*** Given text

Match rules define how you compete against other shooters. You can't ignore them, but you can add rules and compete against yourself.
For instance, in my first IDPA match, I got mostly -0 hits but I finished in the bottom third of ~75 shooters because I didn't understand how important speed was in my score.
The winners were fast, but they were all less accurate than me and they did things I thought were tactically unsound. I decided that I would be good on my own terms: anything other than -0 would be cause for deep personal shame, I’d shoot full-power ammo, I’d wear street clothes with a realistic cover garment, and I’d shoot my EDC pistol from my EDC holster and belt plus a few mag carriers.
Within a few matches, I was finishing in the top third. Then I got some quality training and started finishing in the top 2-3 shooters while still following my own rules.
Then I started competing against the stage designers. Our club had one designer who was diabolical. He was a physician, and one day he brought a model of a baby to the match. This thing had been used for training in his hospital so it was pretty realistic: it weighed eight or nine pounds, it was the right size, had a diaper, the whole nine yards. The story was that you were babysitting and had to shoot your way out of a house full of attackers. People were taking two and three minutes to run the stage with a shitload of penalties, but I shot it clean in 26 seconds.
Afterwards, he came up to me.
"How did you shoot that stage so fast?"
"Well, it was an area ambush, so an instant counterattack is the only way to survive. A real baby would flip out when the first shot was fired so I got firm grip on him, shot Reverse Weaver on the left-hand part, and I pulled my workspace in close to keep from dropping him on the reload."
The doctor walked away shaking his head.
I won that stage technically, psychologically, and morally.

******
*** Extracted material

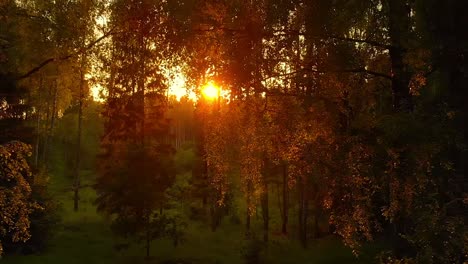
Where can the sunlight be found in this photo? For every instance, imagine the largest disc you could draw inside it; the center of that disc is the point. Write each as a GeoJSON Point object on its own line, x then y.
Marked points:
{"type": "Point", "coordinates": [210, 90]}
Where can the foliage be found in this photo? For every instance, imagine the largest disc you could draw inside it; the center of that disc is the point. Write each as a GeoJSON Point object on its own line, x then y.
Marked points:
{"type": "Point", "coordinates": [16, 205]}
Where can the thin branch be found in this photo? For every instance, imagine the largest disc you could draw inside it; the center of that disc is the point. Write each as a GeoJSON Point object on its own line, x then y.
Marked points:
{"type": "Point", "coordinates": [305, 70]}
{"type": "Point", "coordinates": [357, 70]}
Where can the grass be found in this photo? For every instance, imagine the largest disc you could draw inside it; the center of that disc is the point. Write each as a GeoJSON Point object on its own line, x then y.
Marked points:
{"type": "Point", "coordinates": [85, 237]}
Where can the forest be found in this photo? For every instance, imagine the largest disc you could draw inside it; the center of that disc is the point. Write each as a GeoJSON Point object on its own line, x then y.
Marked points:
{"type": "Point", "coordinates": [233, 131]}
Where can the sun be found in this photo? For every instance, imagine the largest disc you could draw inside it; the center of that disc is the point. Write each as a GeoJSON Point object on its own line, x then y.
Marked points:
{"type": "Point", "coordinates": [210, 90]}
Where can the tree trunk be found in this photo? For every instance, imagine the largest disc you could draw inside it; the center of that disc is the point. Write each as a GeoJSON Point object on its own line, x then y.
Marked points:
{"type": "Point", "coordinates": [265, 212]}
{"type": "Point", "coordinates": [399, 27]}
{"type": "Point", "coordinates": [76, 182]}
{"type": "Point", "coordinates": [285, 215]}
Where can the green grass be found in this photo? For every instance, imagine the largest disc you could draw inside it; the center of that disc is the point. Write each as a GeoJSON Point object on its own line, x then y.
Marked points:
{"type": "Point", "coordinates": [85, 237]}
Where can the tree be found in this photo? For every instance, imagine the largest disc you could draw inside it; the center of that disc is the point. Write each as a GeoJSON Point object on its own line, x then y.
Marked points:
{"type": "Point", "coordinates": [136, 166]}
{"type": "Point", "coordinates": [16, 205]}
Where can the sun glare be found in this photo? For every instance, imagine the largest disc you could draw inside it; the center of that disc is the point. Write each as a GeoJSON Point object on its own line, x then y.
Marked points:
{"type": "Point", "coordinates": [210, 91]}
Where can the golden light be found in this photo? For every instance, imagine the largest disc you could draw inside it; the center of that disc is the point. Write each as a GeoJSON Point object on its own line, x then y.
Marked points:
{"type": "Point", "coordinates": [211, 91]}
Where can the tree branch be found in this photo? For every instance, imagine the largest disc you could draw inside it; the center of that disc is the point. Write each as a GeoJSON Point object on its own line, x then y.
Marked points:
{"type": "Point", "coordinates": [65, 57]}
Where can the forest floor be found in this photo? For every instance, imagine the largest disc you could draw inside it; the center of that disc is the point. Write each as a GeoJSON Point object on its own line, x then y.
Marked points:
{"type": "Point", "coordinates": [85, 237]}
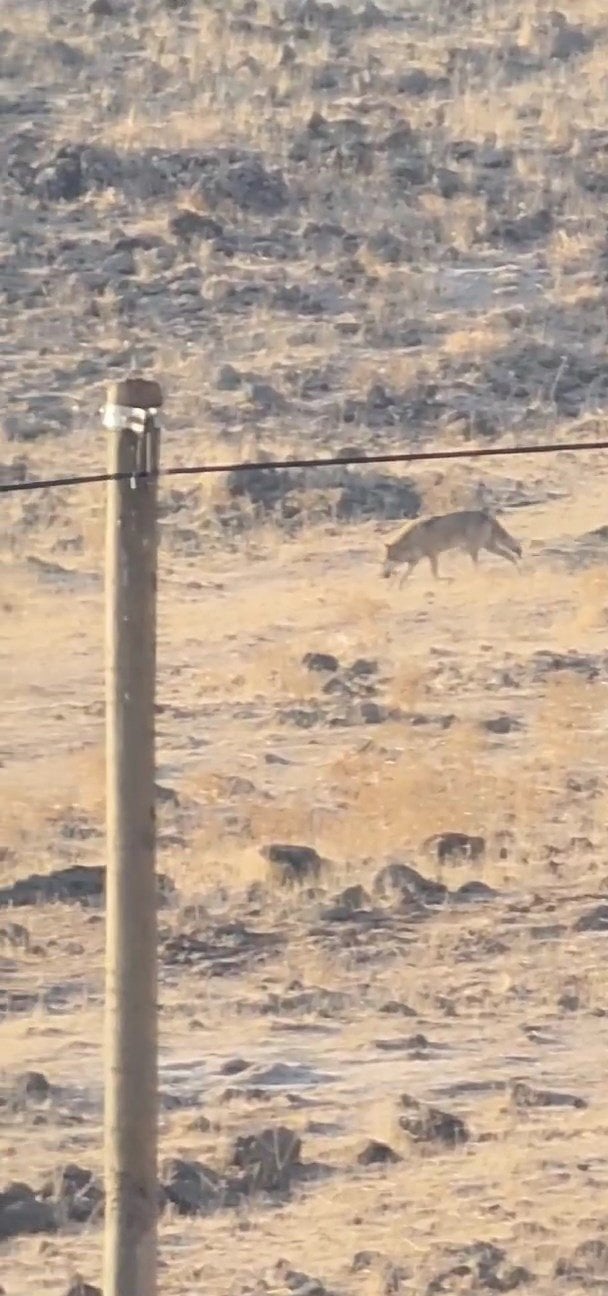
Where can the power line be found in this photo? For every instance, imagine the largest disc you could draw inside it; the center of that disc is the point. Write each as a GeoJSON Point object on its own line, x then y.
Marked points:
{"type": "Point", "coordinates": [300, 463]}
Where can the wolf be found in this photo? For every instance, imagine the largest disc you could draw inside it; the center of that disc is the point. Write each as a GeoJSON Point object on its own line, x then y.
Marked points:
{"type": "Point", "coordinates": [428, 537]}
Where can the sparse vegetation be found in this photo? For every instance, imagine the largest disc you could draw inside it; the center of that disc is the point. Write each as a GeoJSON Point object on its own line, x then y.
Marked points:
{"type": "Point", "coordinates": [320, 226]}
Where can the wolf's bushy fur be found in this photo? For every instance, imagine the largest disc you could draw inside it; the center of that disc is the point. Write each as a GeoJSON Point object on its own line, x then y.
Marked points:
{"type": "Point", "coordinates": [469, 530]}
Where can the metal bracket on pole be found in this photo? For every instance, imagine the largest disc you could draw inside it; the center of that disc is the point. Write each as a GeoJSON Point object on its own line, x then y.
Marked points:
{"type": "Point", "coordinates": [131, 1080]}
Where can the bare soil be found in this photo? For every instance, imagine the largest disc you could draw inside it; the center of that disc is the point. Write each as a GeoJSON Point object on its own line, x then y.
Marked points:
{"type": "Point", "coordinates": [320, 226]}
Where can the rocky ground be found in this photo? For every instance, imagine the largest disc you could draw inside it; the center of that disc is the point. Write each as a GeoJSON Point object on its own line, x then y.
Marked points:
{"type": "Point", "coordinates": [381, 811]}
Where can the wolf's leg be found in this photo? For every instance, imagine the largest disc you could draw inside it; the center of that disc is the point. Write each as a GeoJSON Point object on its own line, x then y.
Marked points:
{"type": "Point", "coordinates": [495, 547]}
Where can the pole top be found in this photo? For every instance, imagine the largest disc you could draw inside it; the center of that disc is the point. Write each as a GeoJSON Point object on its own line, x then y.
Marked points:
{"type": "Point", "coordinates": [135, 393]}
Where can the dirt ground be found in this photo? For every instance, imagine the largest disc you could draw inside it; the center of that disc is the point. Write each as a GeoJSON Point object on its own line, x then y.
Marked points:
{"type": "Point", "coordinates": [320, 226]}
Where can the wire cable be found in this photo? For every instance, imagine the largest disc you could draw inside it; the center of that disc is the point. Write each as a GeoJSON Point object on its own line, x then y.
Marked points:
{"type": "Point", "coordinates": [302, 463]}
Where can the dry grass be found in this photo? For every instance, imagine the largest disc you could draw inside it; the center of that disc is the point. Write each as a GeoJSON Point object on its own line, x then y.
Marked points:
{"type": "Point", "coordinates": [475, 328]}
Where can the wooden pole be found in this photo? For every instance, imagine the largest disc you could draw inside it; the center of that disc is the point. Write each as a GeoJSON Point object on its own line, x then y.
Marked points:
{"type": "Point", "coordinates": [130, 1261]}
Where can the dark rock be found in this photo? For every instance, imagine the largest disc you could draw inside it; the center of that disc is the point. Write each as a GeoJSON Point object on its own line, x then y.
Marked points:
{"type": "Point", "coordinates": [14, 935]}
{"type": "Point", "coordinates": [322, 661]}
{"type": "Point", "coordinates": [191, 1187]}
{"type": "Point", "coordinates": [524, 1097]}
{"type": "Point", "coordinates": [353, 898]}
{"type": "Point", "coordinates": [233, 1067]}
{"type": "Point", "coordinates": [473, 892]}
{"type": "Point", "coordinates": [100, 9]}
{"type": "Point", "coordinates": [22, 1213]}
{"type": "Point", "coordinates": [595, 920]}
{"type": "Point", "coordinates": [364, 495]}
{"type": "Point", "coordinates": [403, 883]}
{"type": "Point", "coordinates": [294, 1281]}
{"type": "Point", "coordinates": [363, 668]}
{"type": "Point", "coordinates": [376, 1154]}
{"type": "Point", "coordinates": [480, 1266]}
{"type": "Point", "coordinates": [376, 713]}
{"type": "Point", "coordinates": [33, 1086]}
{"type": "Point", "coordinates": [397, 1008]}
{"type": "Point", "coordinates": [587, 1264]}
{"type": "Point", "coordinates": [525, 228]}
{"type": "Point", "coordinates": [228, 379]}
{"type": "Point", "coordinates": [567, 38]}
{"type": "Point", "coordinates": [431, 1125]}
{"type": "Point", "coordinates": [62, 179]}
{"type": "Point", "coordinates": [455, 845]}
{"type": "Point", "coordinates": [75, 1194]}
{"type": "Point", "coordinates": [267, 399]}
{"type": "Point", "coordinates": [268, 1159]}
{"type": "Point", "coordinates": [249, 185]}
{"type": "Point", "coordinates": [77, 884]}
{"type": "Point", "coordinates": [188, 224]}
{"type": "Point", "coordinates": [292, 863]}
{"type": "Point", "coordinates": [502, 725]}
{"type": "Point", "coordinates": [415, 82]}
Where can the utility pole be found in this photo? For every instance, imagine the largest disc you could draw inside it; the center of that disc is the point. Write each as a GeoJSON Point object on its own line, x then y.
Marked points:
{"type": "Point", "coordinates": [131, 1064]}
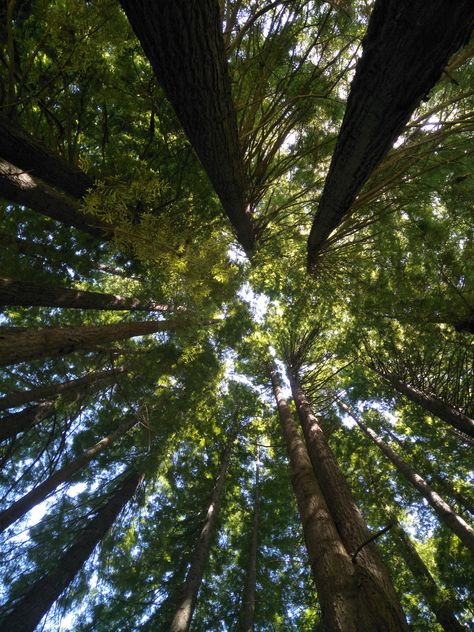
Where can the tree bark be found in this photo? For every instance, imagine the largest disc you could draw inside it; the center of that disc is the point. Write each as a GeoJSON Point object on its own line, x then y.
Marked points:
{"type": "Point", "coordinates": [13, 400]}
{"type": "Point", "coordinates": [32, 344]}
{"type": "Point", "coordinates": [30, 609]}
{"type": "Point", "coordinates": [13, 424]}
{"type": "Point", "coordinates": [28, 294]}
{"type": "Point", "coordinates": [348, 602]}
{"type": "Point", "coordinates": [407, 45]}
{"type": "Point", "coordinates": [184, 612]}
{"type": "Point", "coordinates": [425, 583]}
{"type": "Point", "coordinates": [348, 520]}
{"type": "Point", "coordinates": [184, 43]}
{"type": "Point", "coordinates": [19, 187]}
{"type": "Point", "coordinates": [251, 579]}
{"type": "Point", "coordinates": [25, 152]}
{"type": "Point", "coordinates": [19, 508]}
{"type": "Point", "coordinates": [431, 403]}
{"type": "Point", "coordinates": [444, 512]}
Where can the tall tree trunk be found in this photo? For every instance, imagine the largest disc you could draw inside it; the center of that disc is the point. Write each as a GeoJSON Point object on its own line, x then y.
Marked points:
{"type": "Point", "coordinates": [348, 602]}
{"type": "Point", "coordinates": [19, 508]}
{"type": "Point", "coordinates": [14, 292]}
{"type": "Point", "coordinates": [347, 518]}
{"type": "Point", "coordinates": [431, 403]}
{"type": "Point", "coordinates": [184, 612]}
{"type": "Point", "coordinates": [183, 41]}
{"type": "Point", "coordinates": [251, 579]}
{"type": "Point", "coordinates": [31, 344]}
{"type": "Point", "coordinates": [18, 398]}
{"type": "Point", "coordinates": [19, 187]}
{"type": "Point", "coordinates": [30, 609]}
{"type": "Point", "coordinates": [25, 152]}
{"type": "Point", "coordinates": [13, 424]}
{"type": "Point", "coordinates": [445, 513]}
{"type": "Point", "coordinates": [425, 583]}
{"type": "Point", "coordinates": [407, 45]}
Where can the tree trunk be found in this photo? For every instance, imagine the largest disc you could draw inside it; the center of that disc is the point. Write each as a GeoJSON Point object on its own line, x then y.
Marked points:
{"type": "Point", "coordinates": [425, 583]}
{"type": "Point", "coordinates": [251, 580]}
{"type": "Point", "coordinates": [445, 513]}
{"type": "Point", "coordinates": [32, 344]}
{"type": "Point", "coordinates": [407, 45]}
{"type": "Point", "coordinates": [30, 294]}
{"type": "Point", "coordinates": [183, 41]}
{"type": "Point", "coordinates": [13, 424]}
{"type": "Point", "coordinates": [30, 609]}
{"type": "Point", "coordinates": [184, 612]}
{"type": "Point", "coordinates": [25, 152]}
{"type": "Point", "coordinates": [13, 400]}
{"type": "Point", "coordinates": [431, 403]}
{"type": "Point", "coordinates": [19, 187]}
{"type": "Point", "coordinates": [19, 508]}
{"type": "Point", "coordinates": [347, 518]}
{"type": "Point", "coordinates": [348, 603]}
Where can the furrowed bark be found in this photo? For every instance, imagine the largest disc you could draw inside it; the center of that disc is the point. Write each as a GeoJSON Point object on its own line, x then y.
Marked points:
{"type": "Point", "coordinates": [25, 152]}
{"type": "Point", "coordinates": [184, 43]}
{"type": "Point", "coordinates": [29, 610]}
{"type": "Point", "coordinates": [19, 508]}
{"type": "Point", "coordinates": [407, 45]}
{"type": "Point", "coordinates": [13, 400]}
{"type": "Point", "coordinates": [425, 583]}
{"type": "Point", "coordinates": [348, 520]}
{"type": "Point", "coordinates": [20, 187]}
{"type": "Point", "coordinates": [444, 512]}
{"type": "Point", "coordinates": [13, 424]}
{"type": "Point", "coordinates": [184, 612]}
{"type": "Point", "coordinates": [31, 344]}
{"type": "Point", "coordinates": [431, 403]}
{"type": "Point", "coordinates": [28, 294]}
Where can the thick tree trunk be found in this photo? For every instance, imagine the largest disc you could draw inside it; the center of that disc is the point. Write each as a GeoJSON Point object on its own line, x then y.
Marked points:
{"type": "Point", "coordinates": [425, 583]}
{"type": "Point", "coordinates": [13, 400]}
{"type": "Point", "coordinates": [248, 610]}
{"type": "Point", "coordinates": [31, 344]}
{"type": "Point", "coordinates": [28, 294]}
{"type": "Point", "coordinates": [431, 403]}
{"type": "Point", "coordinates": [29, 610]}
{"type": "Point", "coordinates": [445, 513]}
{"type": "Point", "coordinates": [183, 41]}
{"type": "Point", "coordinates": [20, 187]}
{"type": "Point", "coordinates": [184, 612]}
{"type": "Point", "coordinates": [348, 603]}
{"type": "Point", "coordinates": [347, 518]}
{"type": "Point", "coordinates": [25, 152]}
{"type": "Point", "coordinates": [407, 45]}
{"type": "Point", "coordinates": [13, 424]}
{"type": "Point", "coordinates": [19, 508]}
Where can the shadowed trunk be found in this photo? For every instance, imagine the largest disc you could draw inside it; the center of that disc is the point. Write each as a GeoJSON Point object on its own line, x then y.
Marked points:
{"type": "Point", "coordinates": [183, 41]}
{"type": "Point", "coordinates": [425, 583]}
{"type": "Point", "coordinates": [184, 611]}
{"type": "Point", "coordinates": [42, 491]}
{"type": "Point", "coordinates": [32, 344]}
{"type": "Point", "coordinates": [444, 512]}
{"type": "Point", "coordinates": [251, 579]}
{"type": "Point", "coordinates": [29, 294]}
{"type": "Point", "coordinates": [407, 45]}
{"type": "Point", "coordinates": [349, 602]}
{"type": "Point", "coordinates": [19, 187]}
{"type": "Point", "coordinates": [13, 400]}
{"type": "Point", "coordinates": [13, 424]}
{"type": "Point", "coordinates": [32, 607]}
{"type": "Point", "coordinates": [431, 403]}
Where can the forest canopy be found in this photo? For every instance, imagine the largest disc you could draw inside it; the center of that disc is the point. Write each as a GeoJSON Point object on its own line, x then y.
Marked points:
{"type": "Point", "coordinates": [237, 294]}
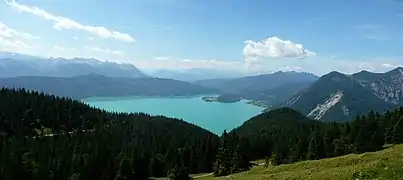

******

(Problem set)
1. Copy the passage of the shooting-match text between "Afterwards, he came" and "shaking his head.", inclusive.
2. Using the shooting-match text, answer these questions:
(a) About how many shooters took part in the narrator's first IDPA match?
(b) What was the profession of the stage designer who brought the baby model?
(c) How long did the narrator take to shoot the babysitting stage clean?
3. Decide whether each statement agrees with the shooting-match text, answering yes or no and quoting the words that settle it.
(a) The baby model weighed roughly eight or nine pounds.
(b) The narrator finished in the top third of the first IDPA match.
(c) The narrator chose to shoot reduced-power ammunition.
The records play no part in what follows.

(Answers below)
1.
Afterwards, he came up to me.
"How did you shoot that stage so fast?"
"Well, it was an area ambush, so an instant counterattack is the only way to survive. A real baby would flip out when the first shot was fired so I got firm grip on him, shot Reverse Weaver on the left-hand part, and I pulled my workspace in close to keep from dropping him on the reload."
The doctor walked away shaking his head.

2.
(a) About 75.
(b) He was a physician.
(c) 26 seconds.

3.
(a) Yes: "it weighed eight or nine pounds"
(b) No: "I finished in the bottom third of ~75 shooters"
(c) No: "I’d shoot full-power ammo"